* MATERIAL SUPPLIED *
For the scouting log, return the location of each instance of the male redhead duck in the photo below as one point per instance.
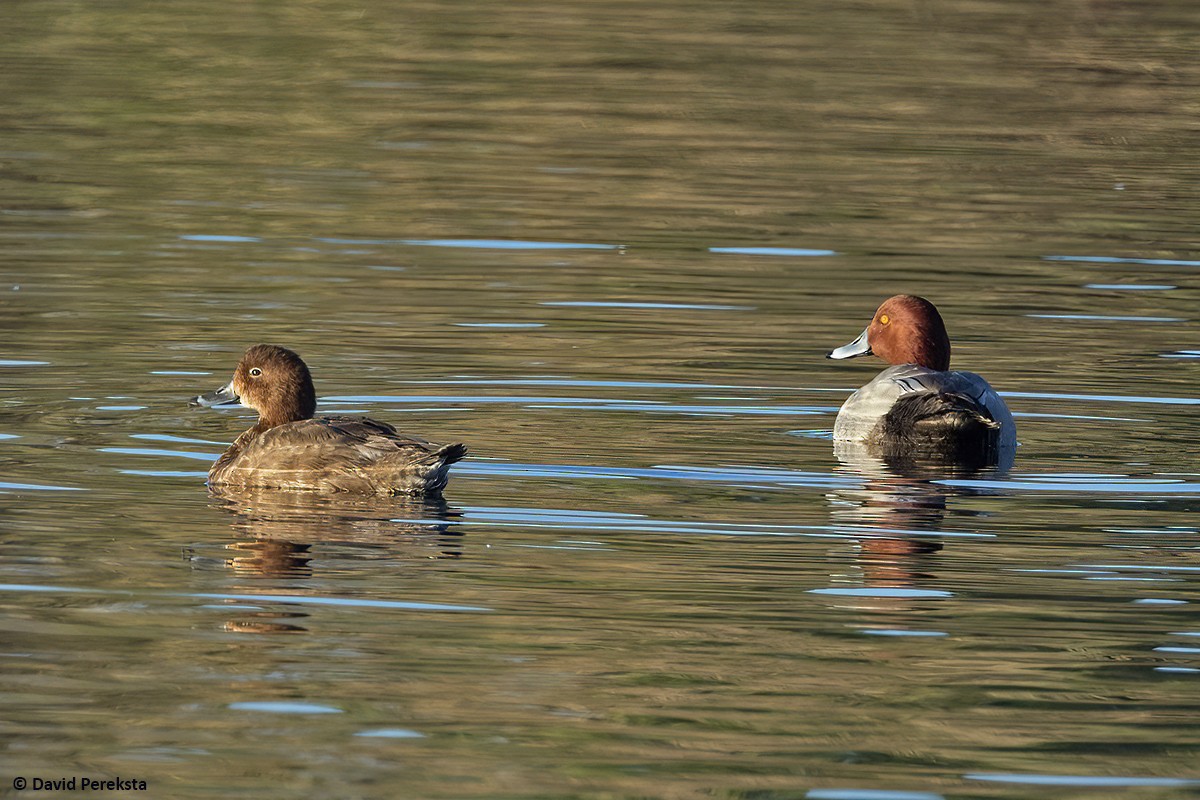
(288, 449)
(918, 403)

---

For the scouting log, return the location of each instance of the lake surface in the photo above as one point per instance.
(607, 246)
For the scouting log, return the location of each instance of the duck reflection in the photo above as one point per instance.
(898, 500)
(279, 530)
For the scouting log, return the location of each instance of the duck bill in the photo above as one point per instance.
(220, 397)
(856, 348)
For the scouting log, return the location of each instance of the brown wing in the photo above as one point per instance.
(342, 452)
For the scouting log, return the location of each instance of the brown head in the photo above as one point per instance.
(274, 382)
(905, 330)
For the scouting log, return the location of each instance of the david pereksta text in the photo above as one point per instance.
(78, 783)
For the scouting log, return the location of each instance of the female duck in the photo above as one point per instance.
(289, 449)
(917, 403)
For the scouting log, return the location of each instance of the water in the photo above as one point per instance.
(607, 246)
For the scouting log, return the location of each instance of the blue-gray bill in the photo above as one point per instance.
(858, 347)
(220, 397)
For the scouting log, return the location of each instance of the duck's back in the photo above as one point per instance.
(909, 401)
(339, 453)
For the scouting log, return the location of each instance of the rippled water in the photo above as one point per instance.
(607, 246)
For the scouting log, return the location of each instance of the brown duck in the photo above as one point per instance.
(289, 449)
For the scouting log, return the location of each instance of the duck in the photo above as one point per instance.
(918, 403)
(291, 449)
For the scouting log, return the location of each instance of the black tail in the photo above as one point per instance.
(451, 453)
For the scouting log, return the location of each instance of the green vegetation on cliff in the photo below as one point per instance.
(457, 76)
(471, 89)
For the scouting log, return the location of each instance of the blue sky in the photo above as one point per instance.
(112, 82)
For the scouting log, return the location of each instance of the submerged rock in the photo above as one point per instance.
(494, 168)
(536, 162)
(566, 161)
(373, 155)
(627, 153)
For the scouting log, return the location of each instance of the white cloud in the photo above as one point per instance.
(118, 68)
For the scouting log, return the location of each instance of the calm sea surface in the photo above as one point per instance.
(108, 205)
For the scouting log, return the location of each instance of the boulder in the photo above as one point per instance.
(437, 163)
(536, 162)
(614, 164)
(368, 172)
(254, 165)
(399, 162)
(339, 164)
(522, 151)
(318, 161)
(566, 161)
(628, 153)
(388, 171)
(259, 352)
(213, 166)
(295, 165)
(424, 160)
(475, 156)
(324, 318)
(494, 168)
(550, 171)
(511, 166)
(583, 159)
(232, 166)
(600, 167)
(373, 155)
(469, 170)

* WHAT THE TASK ASKS *
Extract each line of the listing in which the string "water" appears. Treat uppercase and lowercase letters as different.

* FINAL ANSWER *
For the scouting log, return the location of each instance of the water in the photo above as one point per instance.
For the scouting log, return the location of each instance of the rippled water in the photo above as one point per instance.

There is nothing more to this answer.